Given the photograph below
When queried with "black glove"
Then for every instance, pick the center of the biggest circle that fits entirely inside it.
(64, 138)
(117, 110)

**ABOUT THIS EXERCISE**
Repeat the records above in full, word for word.

**ANSWER TO THIS TASK**
Given the photograph below
When queried with "black glove"
Then for every instance, pick the center of the biggest circle that fits entirely inside it.
(64, 138)
(117, 110)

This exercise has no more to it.